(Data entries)
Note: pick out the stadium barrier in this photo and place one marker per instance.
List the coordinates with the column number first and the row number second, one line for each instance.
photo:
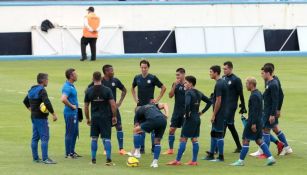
column 165, row 28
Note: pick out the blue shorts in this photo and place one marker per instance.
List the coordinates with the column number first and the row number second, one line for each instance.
column 230, row 118
column 267, row 123
column 40, row 130
column 250, row 135
column 101, row 126
column 71, row 124
column 191, row 127
column 219, row 123
column 119, row 120
column 177, row 120
column 156, row 125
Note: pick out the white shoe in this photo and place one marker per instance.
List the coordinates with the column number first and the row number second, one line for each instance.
column 257, row 153
column 154, row 164
column 287, row 150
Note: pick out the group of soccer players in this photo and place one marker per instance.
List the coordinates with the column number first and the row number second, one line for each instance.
column 151, row 115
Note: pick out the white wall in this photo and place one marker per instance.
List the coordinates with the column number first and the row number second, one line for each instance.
column 156, row 17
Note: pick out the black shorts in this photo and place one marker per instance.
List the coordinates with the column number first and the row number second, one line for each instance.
column 218, row 135
column 157, row 125
column 191, row 127
column 177, row 120
column 119, row 119
column 219, row 123
column 101, row 126
column 267, row 123
column 250, row 135
column 230, row 118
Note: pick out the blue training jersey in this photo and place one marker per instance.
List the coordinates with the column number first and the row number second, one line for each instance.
column 72, row 96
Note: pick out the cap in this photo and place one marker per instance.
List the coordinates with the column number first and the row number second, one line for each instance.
column 91, row 9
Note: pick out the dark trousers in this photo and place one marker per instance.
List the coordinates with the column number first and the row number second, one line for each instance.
column 84, row 43
column 234, row 134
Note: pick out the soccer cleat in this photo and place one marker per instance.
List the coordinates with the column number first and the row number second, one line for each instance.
column 237, row 150
column 174, row 163
column 271, row 161
column 122, row 152
column 134, row 154
column 37, row 160
column 49, row 161
column 262, row 156
column 238, row 163
column 280, row 147
column 286, row 150
column 219, row 159
column 257, row 153
column 109, row 162
column 208, row 157
column 169, row 152
column 154, row 164
column 142, row 150
column 76, row 155
column 191, row 163
column 93, row 162
column 72, row 156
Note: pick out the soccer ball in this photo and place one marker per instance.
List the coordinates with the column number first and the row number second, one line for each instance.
column 43, row 108
column 133, row 162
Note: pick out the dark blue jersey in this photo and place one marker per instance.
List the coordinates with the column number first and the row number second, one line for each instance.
column 271, row 98
column 221, row 90
column 193, row 98
column 98, row 96
column 37, row 95
column 255, row 109
column 146, row 87
column 235, row 89
column 179, row 98
column 146, row 112
column 112, row 83
column 280, row 93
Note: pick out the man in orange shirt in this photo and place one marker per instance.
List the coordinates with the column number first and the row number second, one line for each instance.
column 90, row 33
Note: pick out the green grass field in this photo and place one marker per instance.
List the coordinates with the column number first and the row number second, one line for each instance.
column 15, row 125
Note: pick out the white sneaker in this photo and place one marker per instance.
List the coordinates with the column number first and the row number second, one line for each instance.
column 154, row 164
column 287, row 150
column 257, row 153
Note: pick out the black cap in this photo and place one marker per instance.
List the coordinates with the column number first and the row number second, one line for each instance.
column 91, row 9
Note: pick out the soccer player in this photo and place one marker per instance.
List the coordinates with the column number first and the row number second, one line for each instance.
column 148, row 118
column 271, row 102
column 279, row 144
column 114, row 83
column 253, row 128
column 40, row 129
column 103, row 115
column 235, row 90
column 178, row 114
column 191, row 125
column 70, row 100
column 219, row 99
column 146, row 83
column 90, row 33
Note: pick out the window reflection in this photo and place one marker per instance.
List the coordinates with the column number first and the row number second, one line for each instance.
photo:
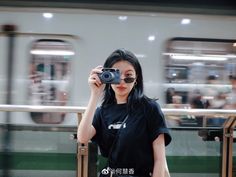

WHAT THE TASK REQUIRES: If pictures appear in the data, omit them and copy all other parts exactly.

EXERCISE SOLUTION:
Note: pick out the stadium barrier in this photo and place one marker per instance.
List the coordinates with the column number first and the row number second, one line for each instance.
photo:
column 165, row 28
Note: pick out the blue shorts in this photo and place one marker per instance.
List the coordinates with the column number first and the row number second, one line for each instance.
column 230, row 118
column 267, row 123
column 40, row 130
column 250, row 135
column 101, row 126
column 71, row 124
column 191, row 127
column 219, row 123
column 119, row 120
column 177, row 120
column 156, row 125
Note: pick out the white shoe in this photo and place one marker per instance.
List the coordinates with the column number first and the row number second, one line for each instance.
column 257, row 153
column 154, row 164
column 287, row 150
Note: pick out the group of soccer players in this photo and place one marker per instance.
List the coordinates with the column number first and the row number second, one line for each instance.
column 151, row 115
Note: pick out the white wall in this photo and place one marker per instance.
List the coordinates with the column number first and the row number second, one line for each instance.
column 156, row 17
Note: pick out the black shorts in this photo and place one marker per instance.
List the coordinates with the column number first and the row number second, one line for each instance.
column 218, row 135
column 157, row 125
column 191, row 127
column 177, row 120
column 119, row 119
column 219, row 123
column 101, row 126
column 267, row 123
column 250, row 135
column 230, row 118
Note: pick out the blue training jersey in this photo and place one marker per instance.
List the coordinates with the column number first and the row number second, one line for each instance.
column 72, row 96
Note: pick out the cap in this photo and place one marker per instance.
List the coordinates with the column number first and the row number second, one line for each instance.
column 91, row 9
Note: pick out the dark trousers in this photo and place one marker per instance.
List the coordinates with the column number first and the row number second, one line for each instance.
column 84, row 43
column 234, row 134
Note: pick out the soccer cleat in this photo and place one marker per instance.
List the coordinates with the column number first and the row number second, one line for each instance.
column 237, row 150
column 174, row 163
column 271, row 161
column 122, row 152
column 134, row 154
column 37, row 160
column 49, row 161
column 262, row 156
column 238, row 163
column 280, row 147
column 286, row 150
column 219, row 159
column 257, row 153
column 109, row 162
column 208, row 157
column 169, row 152
column 154, row 164
column 142, row 150
column 76, row 155
column 191, row 163
column 93, row 162
column 72, row 156
Note: pick out the soccer ball in this photo and place one marker per instance.
List the coordinates with the column number first and the row number second, one line for each instance.
column 43, row 108
column 133, row 162
Note: pick out the dark blue jersey in this photo and place one marker per instance.
List the coordinates with the column number first and the row number second, one line for each instance.
column 271, row 98
column 221, row 90
column 193, row 98
column 98, row 96
column 37, row 95
column 255, row 109
column 146, row 87
column 235, row 89
column 179, row 98
column 146, row 112
column 112, row 83
column 280, row 93
Note: pick out the man in orange shirt in this photo and place one marker per instance.
List the coordinates with the column number first and the row number second, one line for each instance.
column 90, row 33
Note: pick out the green grass field in this photo and place one marker per instance.
List the coordinates with the column number first and the row number second, one line for each instance.
column 15, row 125
Note: pick out the white sneaker in this photo and place one marker per instance.
List the coordinates with the column number first and the row number second, one line for each instance.
column 154, row 164
column 287, row 150
column 257, row 153
Note: pick out the black cap in this photo and place one marker per instance.
List the coordinates with the column number first and the row number second, one line for each instance.
column 91, row 9
Note: pick out the soccer player in this photo and place one marker per instance.
List the coordinates with the column number first and the row number second, one line for each instance.
column 148, row 118
column 271, row 102
column 279, row 144
column 114, row 83
column 253, row 128
column 40, row 129
column 103, row 115
column 235, row 90
column 178, row 114
column 191, row 125
column 70, row 100
column 219, row 99
column 146, row 83
column 90, row 33
Note: pick out the window reflection in this photo and place one marker per instance.
List the coordinates with the column number first and the row number second, one line for each instance.
photo:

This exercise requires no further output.